Horses' mobile ears are 'communication tool'
- Published
Very mobile ears help many animals direct their attention to the rustle of a possible predator.
But a study in horses suggests they also pay close attention to the direction another's ears are pointing in order to work out what they are thinking.
Researchers from the University of Sussex say these swivelling ears have become a useful communication tool.
Their findings are published in the journal Current Biology.
The research team studies animal behaviour to build up a picture of how communication and social skills evolved.
"We're interested in how [they] communicate," said lead researcher Jennifer Wathan.
"And being sensitive to what another individual is thinking is a fundamental skill from which other [more complex] skills develop."
Ms Wathan and her colleague Prof Karen McComb set up a behavioural experiment where 72 individual horses had to use visual cues from another horse in order to choose where to feed.
They led each horse to a point where it had to select one of two buckets. On a wall behind this decision-making spot was a life-sized photograph of a horse's head facing either to left or right.
In some of the trials, the horses ears or eyes were covered.
If the ears and eyes of the horse in the picture were visible, the horses being tested would choose the bucket towards which its gaze - and its ears - were directed.
If the horse in the picture had either its eyes or its ears covered, the horse being tested would just choose a feed bucket at random.
Like many mammals that are hunted by predators, horses can rotate their ears through almost 180 degrees - but Ms Wathan said that in our "human-centric" view of the world, we had overlooked the importance of these very mobile ears in animal communication.
"It seems there's something in the visual cues - from both the eyes and the ears - that are really important," she told BBC News.
"Horses have quite rich social lives and relationships with other horses, so they're a good species to look at this in.
"And the more we look at communication across different species, the more we can consider what might have promoted the evolution of sophisticated communication and social skills."

· · · ·

* TASK 1: Revise the article on horses' ears from "The research team" to "left or right.", replacing "buckets" with "troughs".
* TASK 2: Summarize the article on horses' ears in two sentences.

· · · ·

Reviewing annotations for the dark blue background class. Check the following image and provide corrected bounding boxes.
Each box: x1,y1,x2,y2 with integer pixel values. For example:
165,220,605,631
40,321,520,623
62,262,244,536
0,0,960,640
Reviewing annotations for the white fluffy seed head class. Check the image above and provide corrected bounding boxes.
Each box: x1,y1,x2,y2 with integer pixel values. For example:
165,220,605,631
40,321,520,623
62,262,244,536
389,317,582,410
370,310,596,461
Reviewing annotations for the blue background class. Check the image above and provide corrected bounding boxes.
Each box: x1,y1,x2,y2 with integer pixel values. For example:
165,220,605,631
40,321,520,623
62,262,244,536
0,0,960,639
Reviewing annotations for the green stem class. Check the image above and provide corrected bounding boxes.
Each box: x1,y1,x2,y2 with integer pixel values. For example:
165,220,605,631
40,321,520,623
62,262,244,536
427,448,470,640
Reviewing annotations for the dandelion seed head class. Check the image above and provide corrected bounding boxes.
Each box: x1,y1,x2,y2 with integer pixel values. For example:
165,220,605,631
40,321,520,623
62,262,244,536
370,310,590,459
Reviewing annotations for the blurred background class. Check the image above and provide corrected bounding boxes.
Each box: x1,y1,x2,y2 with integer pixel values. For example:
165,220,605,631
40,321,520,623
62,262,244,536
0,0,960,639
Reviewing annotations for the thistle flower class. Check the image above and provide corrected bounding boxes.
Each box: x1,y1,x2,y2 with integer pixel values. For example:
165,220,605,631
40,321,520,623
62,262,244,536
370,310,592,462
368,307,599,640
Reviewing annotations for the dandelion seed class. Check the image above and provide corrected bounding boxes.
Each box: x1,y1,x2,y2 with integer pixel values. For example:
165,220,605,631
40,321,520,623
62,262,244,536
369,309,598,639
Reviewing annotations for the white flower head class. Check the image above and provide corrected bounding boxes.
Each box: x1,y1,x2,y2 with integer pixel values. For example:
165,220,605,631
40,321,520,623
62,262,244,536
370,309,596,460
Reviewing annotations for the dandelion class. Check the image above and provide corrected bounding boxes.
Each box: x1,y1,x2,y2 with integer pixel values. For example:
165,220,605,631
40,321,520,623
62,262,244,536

· · · ·

* FINAL ANSWER 1:
The research team studies animal behaviour to build up a picture of how communication and social skills evolved.
"We're interested in how [they] communicate," said lead researcher Jennifer Wathan.
"And being sensitive to what another individual is thinking is a fundamental skill from which other [more complex] skills develop."
Ms Wathan and her colleague Prof Karen McComb set up a behavioural experiment where 72 individual horses had to use visual cues from another horse in order to choose where to feed.
They led each horse to a point where it had to select one of two troughs. On a wall behind this decision-making spot was a life-sized photograph of a horse's head facing either to left or right.

* FINAL ANSWER 2: A University of Sussex study published in Current Biology suggests that horses pay close attention to the direction another horse's ears are pointing, making these mobile ears a useful communication tool. In an experiment with 72 horses, the animals chose the feed bucket toward which a pictured horse's gaze and ears were directed, but chose at random when either the pictured horse's eyes or its ears were covered.